* RECORDS SHOWN:
— Begin —

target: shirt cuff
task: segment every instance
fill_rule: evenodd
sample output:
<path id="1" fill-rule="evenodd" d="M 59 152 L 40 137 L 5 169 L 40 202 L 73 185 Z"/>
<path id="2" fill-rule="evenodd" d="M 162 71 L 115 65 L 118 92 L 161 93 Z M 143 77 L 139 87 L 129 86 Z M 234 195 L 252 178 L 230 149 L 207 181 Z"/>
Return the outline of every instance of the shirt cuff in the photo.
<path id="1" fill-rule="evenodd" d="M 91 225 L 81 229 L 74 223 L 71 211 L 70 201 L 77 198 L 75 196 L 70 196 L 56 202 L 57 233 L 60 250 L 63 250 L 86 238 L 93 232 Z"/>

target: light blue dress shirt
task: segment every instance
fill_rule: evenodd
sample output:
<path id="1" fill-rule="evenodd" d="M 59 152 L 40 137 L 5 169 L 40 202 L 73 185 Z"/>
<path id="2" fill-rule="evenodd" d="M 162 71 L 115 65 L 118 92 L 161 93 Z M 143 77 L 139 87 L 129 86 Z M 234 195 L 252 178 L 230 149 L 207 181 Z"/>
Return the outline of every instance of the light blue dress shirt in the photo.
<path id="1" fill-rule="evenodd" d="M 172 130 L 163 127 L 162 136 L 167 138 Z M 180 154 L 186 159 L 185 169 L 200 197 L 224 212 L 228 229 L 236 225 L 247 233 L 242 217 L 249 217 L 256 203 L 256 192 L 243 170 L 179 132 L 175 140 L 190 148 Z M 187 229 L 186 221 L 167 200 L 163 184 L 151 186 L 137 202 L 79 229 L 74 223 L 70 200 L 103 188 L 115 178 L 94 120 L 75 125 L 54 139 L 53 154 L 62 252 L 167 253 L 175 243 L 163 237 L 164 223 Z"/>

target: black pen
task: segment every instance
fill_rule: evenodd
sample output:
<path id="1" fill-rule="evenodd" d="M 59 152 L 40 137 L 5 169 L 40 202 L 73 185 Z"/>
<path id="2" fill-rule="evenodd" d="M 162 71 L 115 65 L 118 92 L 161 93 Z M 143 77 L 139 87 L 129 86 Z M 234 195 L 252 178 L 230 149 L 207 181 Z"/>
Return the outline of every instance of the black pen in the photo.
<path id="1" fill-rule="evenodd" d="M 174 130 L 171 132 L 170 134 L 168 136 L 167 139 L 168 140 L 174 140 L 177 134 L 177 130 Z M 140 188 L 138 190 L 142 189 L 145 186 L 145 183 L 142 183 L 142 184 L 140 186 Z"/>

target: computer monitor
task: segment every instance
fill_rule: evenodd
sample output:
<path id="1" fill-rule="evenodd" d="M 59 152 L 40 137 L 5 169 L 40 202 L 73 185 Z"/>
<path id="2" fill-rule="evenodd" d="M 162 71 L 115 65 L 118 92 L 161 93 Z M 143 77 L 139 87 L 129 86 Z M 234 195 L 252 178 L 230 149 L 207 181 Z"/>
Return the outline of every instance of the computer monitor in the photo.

— End —
— Begin —

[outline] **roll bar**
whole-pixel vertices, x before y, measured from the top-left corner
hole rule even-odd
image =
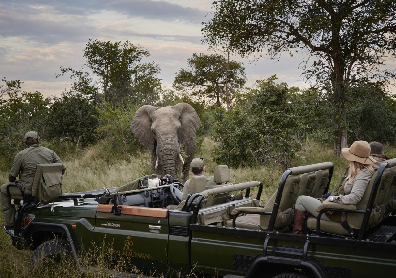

— End —
— Begin —

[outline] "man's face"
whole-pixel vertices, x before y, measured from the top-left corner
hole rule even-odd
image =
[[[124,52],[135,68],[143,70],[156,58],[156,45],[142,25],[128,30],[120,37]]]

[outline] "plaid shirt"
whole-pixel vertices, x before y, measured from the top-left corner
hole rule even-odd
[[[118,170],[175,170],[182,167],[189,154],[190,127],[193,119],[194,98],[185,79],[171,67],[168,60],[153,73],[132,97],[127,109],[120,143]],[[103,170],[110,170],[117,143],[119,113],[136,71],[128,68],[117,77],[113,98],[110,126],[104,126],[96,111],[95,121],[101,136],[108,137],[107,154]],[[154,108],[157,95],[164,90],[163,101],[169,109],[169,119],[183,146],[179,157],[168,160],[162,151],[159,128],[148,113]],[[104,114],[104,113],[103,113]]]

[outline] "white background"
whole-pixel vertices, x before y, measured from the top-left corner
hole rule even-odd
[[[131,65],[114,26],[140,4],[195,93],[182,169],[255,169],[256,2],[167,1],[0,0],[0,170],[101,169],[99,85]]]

— End —

* EXERCISE GOAL:
Recast the records from the line with "target: shirt cuff" through the line with "172 130 L 163", both included, as a Markdown table with the columns Row and Entry. Give each nonblank line its own numbered row and leave out blank lines.

* COMPLETED EXERCISE:
| Row | Entry |
|---|---|
| 1 | target: shirt cuff |
| 2 | task: segment every instance |
| 3 | fill_rule: evenodd |
| 4 | sample output: |
| 5 | <path id="1" fill-rule="evenodd" d="M 59 152 L 40 137 L 5 169 L 40 202 L 73 185 Z"/> |
| 6 | <path id="2" fill-rule="evenodd" d="M 162 71 L 115 65 L 118 92 L 161 93 Z M 143 77 L 139 87 L 129 86 Z M 234 195 L 252 178 L 230 149 L 207 181 Z"/> |
| 7 | Return the outline of every instance of the shirt cuff in the photo. |
| 8 | <path id="1" fill-rule="evenodd" d="M 91 225 L 81 229 L 74 223 L 71 211 L 70 201 L 77 198 L 75 196 L 70 196 L 56 202 L 57 233 L 60 250 L 63 250 L 86 238 L 93 232 Z"/> |
| 9 | target: light blue dress shirt |
| 10 | task: segment every instance |
| 11 | fill_rule: evenodd |
| 12 | sample output: |
| 13 | <path id="1" fill-rule="evenodd" d="M 59 152 L 40 137 L 5 169 L 40 202 L 73 185 Z"/> |
| 14 | <path id="2" fill-rule="evenodd" d="M 162 71 L 115 65 L 118 92 L 161 93 Z M 143 77 L 139 87 L 129 86 Z M 234 195 L 252 178 L 230 149 L 207 181 Z"/> |
| 15 | Return the outline of every instance of the light blue dress shirt in the photo. |
| 16 | <path id="1" fill-rule="evenodd" d="M 172 130 L 163 127 L 162 136 L 167 138 Z M 180 154 L 186 159 L 185 169 L 200 197 L 224 212 L 228 229 L 236 225 L 247 233 L 242 217 L 249 217 L 256 203 L 256 192 L 243 170 L 179 132 L 175 140 L 190 148 Z M 187 229 L 186 221 L 167 200 L 163 184 L 151 186 L 137 202 L 79 229 L 74 223 L 70 200 L 103 188 L 115 178 L 94 120 L 75 125 L 54 139 L 53 154 L 62 252 L 167 253 L 175 243 L 163 237 L 164 223 Z"/> |